→ Text provided:

Independent epidemiological studies have revealed a robust correlation between bacterial microbiota dysbiosis and autoimmune and CIDs. Given the comprehensive discussion of the importance of the bacterial microbiome in these diseases (Belkaid and Hand, 2014), we will focus on the influence of other multibiome members in regulating intestinal inflammation.

5.1. Multibiome-host Interactions Influence Intestinal Inflammation and Inflammatory Bowel Disease

Emerging data indicate that interactions between the virome, intestinal bacteria and host genetics can all contribute to IBD. Polymorphisms in the autophagy gene Atg16L1 are associated with IBD (Cadwell et al., 2010). Mice with a mutation in this gene infected with a persistent strain of MNV and given dextran sodium sulfate (DSS - a chemical that induces intestinal inflammation) developed enhanced colitis compared to littermate controls. Notably, inflammation was dependent on the presence of commensal bacteria, providing support for a multi-hit model of IBD, in which viral infection, the bacterial microbiome and genetic susceptibility collaborate in the development of IBD (Cadwell et al., 2010). Similar reports of MNV-microbiome-host interactions involved in IBD development have been observed in mice lacking a key regulatory cytokine (IL-10) that mediates immune tolerance to the bacterial microbiota and resolves inflammation after infection (Basic et al., 2014). Providing clinical relevance for these murine studies, epidemiological data suggests that huNoV infections are associated with post-infectious chronic irritable bowel syndrome and enteropathy development (Zanini et al., 2012, Woodward et al., 2015) although the genetics of susceptible populations remain unknown.

In other settings, the intestinal virome may mitigate the severity of intestinal inflammation (Yang et al., 2016). IBD patients with polymorphisms in the genes encoding viral recognition proteins Toll-like receptor (TLR) 3 and TLR7 have an elevated risk of hospitalization and TLR3/7-deficient mice develop exacerbated DSS-induced colitis compared to wildtype animals, collectively suggesting that TLR3/7-mediated recognition of the virome limits intestinal inflammation (Yang et al., 2016). Further, depleting the murine virome with broad-spectrum (DNA and RNA) antiviral treatment exacerbated DSS-induced colitis in wildtype mice. Although the virome and bacterial microbiome were both altered by antiviral treatment, exogenous treatment with TLR3 and TLR7 agonists reduced colitis severity independently of the microbiome, indicating that a virome-TLR3/7 signaling pathway may provide tonic anti-inflammatory signals to the host directly (Yang et al., 2016). While broad-spectrum antivirals are not commonly used, it is worth noting that disrupting the commensal enteric virome could influence multibiome composition and/or alter immune homeostasis.

→ Requirement 1: Return the part of the passage on the virome and intestinal inflammation that begins at the words "Independent epidemiological studies" and stops after "regulating intestinal inflammation.", copied word for word.
→ Requirement 2: In the passage on the virome and intestinal inflammation, polymorphisms in which autophagy gene are associated with IBD?
→ Requirement 3: Extend the passage on the virome and intestinal inflammation, picking up after its final sentence.

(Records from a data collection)

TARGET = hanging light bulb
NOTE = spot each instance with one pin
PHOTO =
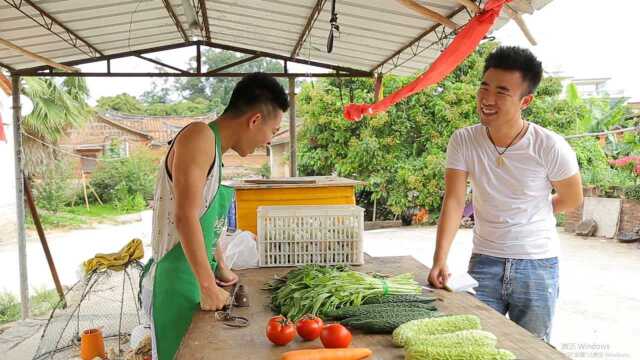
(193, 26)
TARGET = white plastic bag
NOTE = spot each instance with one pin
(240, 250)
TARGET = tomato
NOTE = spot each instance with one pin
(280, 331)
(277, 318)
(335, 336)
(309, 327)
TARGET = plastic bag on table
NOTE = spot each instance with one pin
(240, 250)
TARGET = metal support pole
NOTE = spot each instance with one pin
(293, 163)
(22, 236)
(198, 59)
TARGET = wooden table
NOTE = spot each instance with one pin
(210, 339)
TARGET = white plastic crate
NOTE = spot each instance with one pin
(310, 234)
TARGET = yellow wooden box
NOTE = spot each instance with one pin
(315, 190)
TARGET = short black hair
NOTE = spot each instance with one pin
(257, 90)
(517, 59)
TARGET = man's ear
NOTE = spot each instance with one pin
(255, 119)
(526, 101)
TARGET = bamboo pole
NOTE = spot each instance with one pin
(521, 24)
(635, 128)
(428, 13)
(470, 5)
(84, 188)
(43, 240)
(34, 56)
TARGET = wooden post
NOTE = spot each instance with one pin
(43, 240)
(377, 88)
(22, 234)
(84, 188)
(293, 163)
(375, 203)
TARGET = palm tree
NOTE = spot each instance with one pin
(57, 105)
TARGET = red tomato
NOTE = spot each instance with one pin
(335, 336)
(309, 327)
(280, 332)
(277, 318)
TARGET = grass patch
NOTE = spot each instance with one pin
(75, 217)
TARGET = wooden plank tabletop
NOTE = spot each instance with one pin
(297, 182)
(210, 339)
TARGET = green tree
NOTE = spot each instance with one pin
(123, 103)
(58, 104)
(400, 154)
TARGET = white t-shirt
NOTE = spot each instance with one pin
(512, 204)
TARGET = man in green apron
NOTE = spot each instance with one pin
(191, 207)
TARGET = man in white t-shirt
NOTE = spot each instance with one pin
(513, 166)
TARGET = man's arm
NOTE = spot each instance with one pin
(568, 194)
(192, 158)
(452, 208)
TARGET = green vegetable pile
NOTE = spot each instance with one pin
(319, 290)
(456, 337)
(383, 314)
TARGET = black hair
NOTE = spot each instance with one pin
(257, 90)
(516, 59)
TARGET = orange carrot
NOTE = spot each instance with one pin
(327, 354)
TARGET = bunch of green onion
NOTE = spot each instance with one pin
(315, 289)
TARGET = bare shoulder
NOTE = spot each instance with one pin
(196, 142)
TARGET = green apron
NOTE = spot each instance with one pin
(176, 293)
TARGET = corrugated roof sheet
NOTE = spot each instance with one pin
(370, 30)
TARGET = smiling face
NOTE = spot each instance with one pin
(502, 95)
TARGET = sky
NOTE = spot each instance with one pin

→ Written answer 1:
Independent epidemiological studies have revealed a robust correlation between bacterial microbiota dysbiosis and autoimmune and CIDs. Given the comprehensive discussion of the importance of the bacterial microbiome in these diseases (Belkaid and Hand, 2014), we will focus on the influence of other multibiome members in regulating intestinal inflammation.

→ Written answer 2: Atg16L1

→ Written answer 3:
Cross-talk between host genetics and the mycobiota also contributes to intestinal immune homeostasis. Polymorphisms in the fungal pattern recognition receptor Dectin-1 have been detected in a subset of IBD patients, and Dectin-1 deficient mice developed severe DSS-induced colitis that was associated with fungal dysbiosis (Iliev et al., 2012). In the absence of this genetic susceptibility, long-term antifungal treatment enhanced disease severity in two models of IBD (Wheeler et al., 2016). Notably, bacterial dysbiosis is also associated with antifungal treatment, including decreased representation of immunoregulatory Lactobacilli, which may alter the tolerant intestinal immune environment (Wheeler et al., 2016). The recent identification of a fungal-bacterial biofilm that is associated with IBD (Hoarau et al., 2016) supports the hypothesis that fungi can influence IBD progression through inter-multibiome as well as mycobiome-host interactions.

Together, these studies suggest common themes in virome and mycobiome interactions with the bacterial microbiome and host genetics. In otherwise healthy individuals, both the virome and mycobiome provide tonic signals that contribute to immune and microbiome homeostasis. However, in the context of a genetic susceptibility that impairs recognition or response to these multibiome members, the bacterial microbiome is implicated in intestinal inflammation.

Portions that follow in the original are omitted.